**What is asked**: Copy the lines from the one with "Would you kindly indicate the white wallaby" through the end of the entries, keeping the requests, and offset every coordinate in the answers by -37.

**Supplied records**:

---------------

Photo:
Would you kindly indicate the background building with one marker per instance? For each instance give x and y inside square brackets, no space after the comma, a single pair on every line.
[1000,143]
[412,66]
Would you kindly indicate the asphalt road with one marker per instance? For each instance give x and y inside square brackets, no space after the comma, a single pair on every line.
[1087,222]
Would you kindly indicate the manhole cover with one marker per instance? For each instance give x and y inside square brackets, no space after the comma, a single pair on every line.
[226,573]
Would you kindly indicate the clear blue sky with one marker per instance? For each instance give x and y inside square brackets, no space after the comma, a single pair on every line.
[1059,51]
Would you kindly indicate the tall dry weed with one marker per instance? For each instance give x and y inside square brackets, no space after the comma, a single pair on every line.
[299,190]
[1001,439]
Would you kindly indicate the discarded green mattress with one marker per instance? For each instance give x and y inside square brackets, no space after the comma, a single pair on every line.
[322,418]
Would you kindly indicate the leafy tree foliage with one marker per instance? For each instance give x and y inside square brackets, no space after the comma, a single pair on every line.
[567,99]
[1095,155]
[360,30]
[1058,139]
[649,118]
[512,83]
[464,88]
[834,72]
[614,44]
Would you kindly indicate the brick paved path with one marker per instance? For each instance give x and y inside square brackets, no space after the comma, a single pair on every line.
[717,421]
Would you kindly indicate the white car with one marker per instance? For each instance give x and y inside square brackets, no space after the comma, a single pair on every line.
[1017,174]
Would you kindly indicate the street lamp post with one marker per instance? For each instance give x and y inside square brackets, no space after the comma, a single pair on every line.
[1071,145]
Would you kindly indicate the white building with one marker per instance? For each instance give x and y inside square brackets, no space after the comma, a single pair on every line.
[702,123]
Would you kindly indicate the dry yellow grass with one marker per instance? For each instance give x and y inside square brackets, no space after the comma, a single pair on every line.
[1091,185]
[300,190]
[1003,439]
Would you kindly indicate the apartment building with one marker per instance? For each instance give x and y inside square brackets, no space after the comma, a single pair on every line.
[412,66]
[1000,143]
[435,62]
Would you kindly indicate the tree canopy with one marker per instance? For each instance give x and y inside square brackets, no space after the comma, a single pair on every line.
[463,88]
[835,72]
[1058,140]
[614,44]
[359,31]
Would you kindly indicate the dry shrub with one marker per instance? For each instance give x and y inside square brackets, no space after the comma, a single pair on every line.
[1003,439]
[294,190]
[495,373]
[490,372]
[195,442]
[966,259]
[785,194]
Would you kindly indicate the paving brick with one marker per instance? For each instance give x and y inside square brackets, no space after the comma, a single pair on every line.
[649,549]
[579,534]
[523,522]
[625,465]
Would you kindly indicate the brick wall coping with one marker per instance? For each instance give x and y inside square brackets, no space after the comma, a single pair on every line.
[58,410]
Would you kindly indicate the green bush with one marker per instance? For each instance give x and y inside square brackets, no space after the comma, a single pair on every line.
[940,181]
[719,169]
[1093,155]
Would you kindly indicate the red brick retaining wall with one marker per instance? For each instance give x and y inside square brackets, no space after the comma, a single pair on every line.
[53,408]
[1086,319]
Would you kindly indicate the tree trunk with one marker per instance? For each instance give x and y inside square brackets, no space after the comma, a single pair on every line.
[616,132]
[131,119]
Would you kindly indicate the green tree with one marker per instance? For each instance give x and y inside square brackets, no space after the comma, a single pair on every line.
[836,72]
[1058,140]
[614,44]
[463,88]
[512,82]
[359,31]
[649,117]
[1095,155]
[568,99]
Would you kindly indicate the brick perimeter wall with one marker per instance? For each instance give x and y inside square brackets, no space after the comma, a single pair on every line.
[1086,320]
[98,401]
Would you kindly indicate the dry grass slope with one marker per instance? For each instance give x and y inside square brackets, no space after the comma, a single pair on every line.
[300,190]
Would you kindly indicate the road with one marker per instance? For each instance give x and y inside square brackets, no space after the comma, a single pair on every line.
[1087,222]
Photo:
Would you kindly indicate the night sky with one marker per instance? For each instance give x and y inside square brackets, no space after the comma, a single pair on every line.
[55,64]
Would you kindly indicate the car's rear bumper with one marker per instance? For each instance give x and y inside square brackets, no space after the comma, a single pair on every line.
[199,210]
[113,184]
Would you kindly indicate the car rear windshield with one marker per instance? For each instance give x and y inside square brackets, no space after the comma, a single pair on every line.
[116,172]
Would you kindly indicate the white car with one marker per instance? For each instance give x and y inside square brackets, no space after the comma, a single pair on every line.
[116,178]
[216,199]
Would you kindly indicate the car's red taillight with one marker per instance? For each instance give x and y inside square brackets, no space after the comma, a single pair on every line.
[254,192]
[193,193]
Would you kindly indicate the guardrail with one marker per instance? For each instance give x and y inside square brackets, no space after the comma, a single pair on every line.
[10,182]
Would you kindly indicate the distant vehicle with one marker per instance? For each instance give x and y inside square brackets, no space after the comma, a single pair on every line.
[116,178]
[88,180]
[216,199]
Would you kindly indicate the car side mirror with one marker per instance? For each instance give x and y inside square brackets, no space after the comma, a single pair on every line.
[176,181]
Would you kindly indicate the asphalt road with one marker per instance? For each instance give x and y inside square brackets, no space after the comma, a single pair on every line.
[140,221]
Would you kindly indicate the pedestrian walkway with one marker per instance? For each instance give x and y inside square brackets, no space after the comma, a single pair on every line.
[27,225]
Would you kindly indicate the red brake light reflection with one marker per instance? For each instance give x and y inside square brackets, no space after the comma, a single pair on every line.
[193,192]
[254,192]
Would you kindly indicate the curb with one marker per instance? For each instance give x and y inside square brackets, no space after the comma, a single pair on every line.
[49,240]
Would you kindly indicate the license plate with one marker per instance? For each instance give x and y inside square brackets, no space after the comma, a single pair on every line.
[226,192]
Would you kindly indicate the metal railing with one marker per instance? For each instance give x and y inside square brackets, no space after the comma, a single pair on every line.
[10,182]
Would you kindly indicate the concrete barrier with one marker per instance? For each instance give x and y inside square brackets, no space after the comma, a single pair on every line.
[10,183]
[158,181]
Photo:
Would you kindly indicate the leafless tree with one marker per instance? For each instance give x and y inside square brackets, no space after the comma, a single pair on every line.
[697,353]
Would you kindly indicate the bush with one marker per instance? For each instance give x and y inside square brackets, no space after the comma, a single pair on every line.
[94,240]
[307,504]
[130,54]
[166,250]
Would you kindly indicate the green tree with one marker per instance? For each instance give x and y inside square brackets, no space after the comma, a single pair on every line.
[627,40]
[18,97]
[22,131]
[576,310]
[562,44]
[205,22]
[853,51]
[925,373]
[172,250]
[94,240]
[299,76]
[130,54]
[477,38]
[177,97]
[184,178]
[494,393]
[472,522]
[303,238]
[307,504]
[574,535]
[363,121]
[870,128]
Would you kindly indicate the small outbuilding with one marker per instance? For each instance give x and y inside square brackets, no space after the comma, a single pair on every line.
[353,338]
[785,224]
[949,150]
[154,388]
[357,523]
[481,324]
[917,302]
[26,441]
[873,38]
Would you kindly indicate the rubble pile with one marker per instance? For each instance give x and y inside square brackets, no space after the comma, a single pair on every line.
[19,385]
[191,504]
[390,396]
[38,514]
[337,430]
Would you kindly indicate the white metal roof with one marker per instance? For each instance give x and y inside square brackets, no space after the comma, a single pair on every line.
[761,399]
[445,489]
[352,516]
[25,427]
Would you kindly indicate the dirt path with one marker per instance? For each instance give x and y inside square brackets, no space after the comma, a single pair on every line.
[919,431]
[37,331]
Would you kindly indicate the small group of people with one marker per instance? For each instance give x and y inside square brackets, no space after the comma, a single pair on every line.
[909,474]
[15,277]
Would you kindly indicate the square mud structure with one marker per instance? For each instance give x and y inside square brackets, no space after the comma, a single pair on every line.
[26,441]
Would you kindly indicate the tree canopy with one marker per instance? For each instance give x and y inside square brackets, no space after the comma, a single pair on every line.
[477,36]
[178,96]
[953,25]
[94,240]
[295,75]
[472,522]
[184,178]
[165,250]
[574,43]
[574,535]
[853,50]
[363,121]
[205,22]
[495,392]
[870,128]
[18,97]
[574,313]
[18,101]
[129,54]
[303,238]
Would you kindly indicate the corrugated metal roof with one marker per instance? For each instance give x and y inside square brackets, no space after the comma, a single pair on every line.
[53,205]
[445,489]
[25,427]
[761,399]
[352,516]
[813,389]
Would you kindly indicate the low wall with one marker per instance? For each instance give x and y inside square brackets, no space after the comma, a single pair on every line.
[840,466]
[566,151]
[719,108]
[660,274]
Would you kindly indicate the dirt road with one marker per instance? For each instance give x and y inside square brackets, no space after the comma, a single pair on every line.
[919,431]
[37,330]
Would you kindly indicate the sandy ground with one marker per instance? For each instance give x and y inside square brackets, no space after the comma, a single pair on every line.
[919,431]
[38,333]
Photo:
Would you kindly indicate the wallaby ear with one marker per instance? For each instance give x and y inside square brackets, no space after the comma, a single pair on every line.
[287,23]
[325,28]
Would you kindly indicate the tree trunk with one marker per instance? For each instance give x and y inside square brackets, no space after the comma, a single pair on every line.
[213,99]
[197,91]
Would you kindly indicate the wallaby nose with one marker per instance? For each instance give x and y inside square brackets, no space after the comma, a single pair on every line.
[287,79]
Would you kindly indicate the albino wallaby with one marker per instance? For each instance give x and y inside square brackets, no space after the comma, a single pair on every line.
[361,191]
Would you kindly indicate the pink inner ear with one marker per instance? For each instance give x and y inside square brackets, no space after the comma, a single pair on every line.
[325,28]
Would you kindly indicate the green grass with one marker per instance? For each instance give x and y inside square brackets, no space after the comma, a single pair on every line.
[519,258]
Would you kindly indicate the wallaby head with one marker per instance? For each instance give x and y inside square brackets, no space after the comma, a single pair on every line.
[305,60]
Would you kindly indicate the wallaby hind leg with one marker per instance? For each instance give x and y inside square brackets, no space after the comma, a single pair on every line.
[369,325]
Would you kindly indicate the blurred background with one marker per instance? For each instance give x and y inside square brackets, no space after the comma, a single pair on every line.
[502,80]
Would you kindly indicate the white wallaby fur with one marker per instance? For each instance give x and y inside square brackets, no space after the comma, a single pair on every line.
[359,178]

---------------

**Exercise answer**:
Would you kindly indicate the white wallaby fur with one marker per instance? For each instance give x and y inside square brackets, no space after the comma, a single pair on every line.
[322,141]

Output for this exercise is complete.